→ **AUFGABE 1**: Prüfen Sie, ob die folgenden Aussagen mit dem Text über Demokratieinitiativen übereinstimmen: (a) Das Bündnis „Zusammen für Demokratie“ konstituierte sich am 21. März 2024. (b) Am Bündnis nehmen bisher rund hundert Organisationen teil. (c) Gesammelte Spenden sollen unter anderem für Plakate ausgegeben werden. Antworten Sie jeweils mit Ja oder Nein und zitieren Sie die entscheidenden Worte des Textes wörtlich.
→ **AUFGABE 2**: Geben Sie aus dem Text über Demokratieinitiativen alles von „In den letzten“ bis hinunter zu „Thema verbunden sind.“ wortgetreu wieder.
→ **AUFGABE 3**: In welcher Stadt fand laut dem Text über Demokratieinitiativen das Treffen extremistischer Organisationen mit Parteivertretern der AfD statt?

→ **QUELLE**:

-=-=-

Demokratie bekommt Hilfe

In den letzten Wochen konstituierten sich verschiedenste Initiativen, um bürgerschaftliches Engagement für unsere Demokratie zu unterstützen. Ein Überblick über die Möglichkeiten, die damit für Vereine und Stiftungen bei diesem Thema verbunden sind.

Menschen, die seit Jahren in Organisationen arbeiten, die sich für Teilhabe, Demokratie und Menschenrechte einsetzen, sind aktuell doch überrascht. Das Treffen von extremistischen Organisationen und Protagonisten mit Parteivertretern der AfD in Potsdam hat eine starke Solidaritätsbewegung für demokratische Grundrechte in Gang gesetzt. Darunter sind nun auch verschiedenste Initiativen aus der Wirtschaft, den Medien, der Zivilgesellschaft und auch aus der Fundraising-Szene.

„Zusammen für Demokratie“

Das nach Namen kraftvollste Demokratiebündnis „Zusammen für Demokratie. Im Bund. Vor Ort. Für Alle.“ konstituierte sich am 21. März 2024. Die bisher rund fünfzig teilnehmenden Organisationen, darunter der Deutsche Gewerkschaftsbund, die beiden großen christlichen Kirchen, Sozial- und Wohlfahrtsverbände, Menschenrechts- und Umweltorganisationen sowie Kultur- und Sportverbände wollen sich durch konkrete Maßnahmen vor Ort für Demokratie und Menschenrechte einsetzen. So heißt es in dem veröffentlichten Maßnahmenplan, auch Budgets und Spenden für Demokratieinitiativen werden gesammelt. Diese sollen für Infrastruktur wie Plakate, Events und Aktionen ausgegeben werden. Besonders in Sachsen, Thüringen und Brandenburg, in denen in diesem Jahr gewählt wird.

-=-=-

→ **DATENAUSZUG**:

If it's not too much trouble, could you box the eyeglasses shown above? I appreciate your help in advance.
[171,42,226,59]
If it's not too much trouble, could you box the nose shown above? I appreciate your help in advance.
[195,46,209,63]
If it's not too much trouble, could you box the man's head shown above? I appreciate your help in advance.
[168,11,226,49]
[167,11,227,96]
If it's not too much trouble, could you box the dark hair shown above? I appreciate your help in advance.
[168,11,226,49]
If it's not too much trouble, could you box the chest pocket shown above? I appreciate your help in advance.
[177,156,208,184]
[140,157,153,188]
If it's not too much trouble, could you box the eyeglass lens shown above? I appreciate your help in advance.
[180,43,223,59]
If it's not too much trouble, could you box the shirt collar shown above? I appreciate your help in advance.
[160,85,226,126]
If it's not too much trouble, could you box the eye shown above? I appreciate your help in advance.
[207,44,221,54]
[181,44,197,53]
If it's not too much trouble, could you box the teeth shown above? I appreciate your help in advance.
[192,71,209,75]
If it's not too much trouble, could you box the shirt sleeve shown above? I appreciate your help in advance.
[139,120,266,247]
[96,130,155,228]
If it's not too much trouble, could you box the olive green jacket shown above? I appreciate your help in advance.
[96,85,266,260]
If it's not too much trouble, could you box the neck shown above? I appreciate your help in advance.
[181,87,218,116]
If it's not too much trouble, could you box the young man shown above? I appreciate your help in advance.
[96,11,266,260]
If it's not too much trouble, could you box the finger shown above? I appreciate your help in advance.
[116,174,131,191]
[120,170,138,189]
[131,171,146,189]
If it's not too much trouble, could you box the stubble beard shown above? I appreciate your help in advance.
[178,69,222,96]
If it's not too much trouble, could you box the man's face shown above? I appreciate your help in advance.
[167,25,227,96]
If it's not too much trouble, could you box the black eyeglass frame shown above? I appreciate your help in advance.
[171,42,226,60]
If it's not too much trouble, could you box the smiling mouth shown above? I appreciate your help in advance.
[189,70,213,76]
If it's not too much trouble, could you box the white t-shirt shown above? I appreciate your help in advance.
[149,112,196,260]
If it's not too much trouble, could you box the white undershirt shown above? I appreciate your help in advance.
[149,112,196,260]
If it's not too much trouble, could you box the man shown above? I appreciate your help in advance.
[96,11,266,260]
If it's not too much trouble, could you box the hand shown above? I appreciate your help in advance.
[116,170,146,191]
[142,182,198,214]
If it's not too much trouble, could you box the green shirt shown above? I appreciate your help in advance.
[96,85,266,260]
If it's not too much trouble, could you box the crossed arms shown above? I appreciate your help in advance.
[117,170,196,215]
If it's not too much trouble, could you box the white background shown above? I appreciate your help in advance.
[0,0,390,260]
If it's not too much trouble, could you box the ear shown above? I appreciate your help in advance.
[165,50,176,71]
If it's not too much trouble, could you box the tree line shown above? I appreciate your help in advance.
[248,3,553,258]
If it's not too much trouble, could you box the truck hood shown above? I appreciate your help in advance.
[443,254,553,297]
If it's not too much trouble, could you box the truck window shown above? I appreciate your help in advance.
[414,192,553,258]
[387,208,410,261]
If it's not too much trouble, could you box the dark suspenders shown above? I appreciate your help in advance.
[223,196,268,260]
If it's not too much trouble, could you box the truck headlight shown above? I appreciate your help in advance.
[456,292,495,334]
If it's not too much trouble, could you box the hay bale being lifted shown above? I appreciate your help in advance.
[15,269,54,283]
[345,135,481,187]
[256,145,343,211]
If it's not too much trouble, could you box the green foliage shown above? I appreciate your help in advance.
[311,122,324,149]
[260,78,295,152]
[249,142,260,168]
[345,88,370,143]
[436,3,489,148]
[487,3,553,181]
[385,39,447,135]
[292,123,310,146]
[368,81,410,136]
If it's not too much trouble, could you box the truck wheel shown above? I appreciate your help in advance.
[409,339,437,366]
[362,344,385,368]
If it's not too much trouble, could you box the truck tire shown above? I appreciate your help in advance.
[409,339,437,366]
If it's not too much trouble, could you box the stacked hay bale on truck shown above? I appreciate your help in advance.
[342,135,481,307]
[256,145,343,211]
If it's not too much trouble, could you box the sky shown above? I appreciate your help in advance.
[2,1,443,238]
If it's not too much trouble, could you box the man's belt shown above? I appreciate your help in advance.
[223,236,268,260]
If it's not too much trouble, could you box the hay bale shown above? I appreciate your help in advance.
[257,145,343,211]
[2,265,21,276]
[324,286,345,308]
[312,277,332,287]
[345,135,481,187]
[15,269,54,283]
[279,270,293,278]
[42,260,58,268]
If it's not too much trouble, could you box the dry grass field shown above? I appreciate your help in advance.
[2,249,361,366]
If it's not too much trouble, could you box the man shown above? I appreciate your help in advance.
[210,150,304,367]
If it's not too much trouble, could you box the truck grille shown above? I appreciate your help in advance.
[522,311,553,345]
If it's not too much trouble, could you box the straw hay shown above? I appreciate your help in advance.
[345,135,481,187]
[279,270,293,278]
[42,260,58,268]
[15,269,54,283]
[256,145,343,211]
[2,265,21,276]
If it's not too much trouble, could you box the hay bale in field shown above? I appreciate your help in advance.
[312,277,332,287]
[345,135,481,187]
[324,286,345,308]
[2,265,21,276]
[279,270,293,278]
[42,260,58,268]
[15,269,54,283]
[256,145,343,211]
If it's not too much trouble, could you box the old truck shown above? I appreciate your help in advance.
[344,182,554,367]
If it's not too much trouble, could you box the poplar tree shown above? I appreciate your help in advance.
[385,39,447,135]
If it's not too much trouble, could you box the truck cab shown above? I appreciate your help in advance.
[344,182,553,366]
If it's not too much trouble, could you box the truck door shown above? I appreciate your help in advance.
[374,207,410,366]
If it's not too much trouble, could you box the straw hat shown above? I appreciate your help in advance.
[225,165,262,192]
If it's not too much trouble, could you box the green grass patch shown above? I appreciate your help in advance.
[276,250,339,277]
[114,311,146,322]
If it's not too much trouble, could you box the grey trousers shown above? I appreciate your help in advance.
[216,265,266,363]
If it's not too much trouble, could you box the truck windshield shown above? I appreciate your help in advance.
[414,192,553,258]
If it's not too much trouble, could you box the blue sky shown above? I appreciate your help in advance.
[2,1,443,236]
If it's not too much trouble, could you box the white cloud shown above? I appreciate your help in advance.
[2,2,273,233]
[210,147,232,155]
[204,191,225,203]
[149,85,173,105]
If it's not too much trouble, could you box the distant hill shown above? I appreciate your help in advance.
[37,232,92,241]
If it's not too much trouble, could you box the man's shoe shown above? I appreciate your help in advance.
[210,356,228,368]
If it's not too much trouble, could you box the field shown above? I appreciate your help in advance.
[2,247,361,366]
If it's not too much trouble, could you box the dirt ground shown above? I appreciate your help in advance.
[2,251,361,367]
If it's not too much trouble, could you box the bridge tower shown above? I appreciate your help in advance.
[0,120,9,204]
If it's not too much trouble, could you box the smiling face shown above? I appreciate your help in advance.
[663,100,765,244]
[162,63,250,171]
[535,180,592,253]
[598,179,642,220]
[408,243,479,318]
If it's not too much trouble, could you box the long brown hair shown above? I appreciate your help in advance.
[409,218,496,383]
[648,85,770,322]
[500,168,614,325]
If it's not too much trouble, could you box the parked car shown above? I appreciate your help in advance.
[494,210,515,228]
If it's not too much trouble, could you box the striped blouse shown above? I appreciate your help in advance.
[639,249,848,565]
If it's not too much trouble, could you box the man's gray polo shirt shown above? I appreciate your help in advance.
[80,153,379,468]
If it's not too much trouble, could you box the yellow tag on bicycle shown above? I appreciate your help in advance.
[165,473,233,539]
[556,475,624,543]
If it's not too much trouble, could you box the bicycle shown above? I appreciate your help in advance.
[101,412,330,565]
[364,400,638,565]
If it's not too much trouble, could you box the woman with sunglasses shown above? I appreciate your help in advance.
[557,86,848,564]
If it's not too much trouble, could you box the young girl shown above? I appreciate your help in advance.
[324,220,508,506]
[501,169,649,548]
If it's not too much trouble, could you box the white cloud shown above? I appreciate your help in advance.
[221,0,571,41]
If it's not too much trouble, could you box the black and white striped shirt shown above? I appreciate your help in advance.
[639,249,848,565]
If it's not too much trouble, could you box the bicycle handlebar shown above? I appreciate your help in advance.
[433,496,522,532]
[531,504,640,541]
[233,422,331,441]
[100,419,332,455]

-=-=-

→ **SCHRIFTLICHE ANTWORT 1**:
(a) Ja: „konstituierte sich am 21. März 2024“
(b) Nein: „Die bisher rund fünfzig teilnehmenden Organisationen“
(c) Ja: „Diese sollen für Infrastruktur wie Plakate, Events und Aktionen ausgegeben werden.“

→ **SCHRIFTLICHE ANTWORT 2**:
In den letzten Wochen konstituierten sich verschiedenste Initiativen, um bürgerschaftliches Engagement für unsere Demokratie zu unterstützen. Ein Überblick über die Möglichkeiten, die damit für Vereine und Stiftungen bei diesem Thema verbunden sind.

→ **SCHRIFTLICHE ANTWORT 3**: In Potsdam.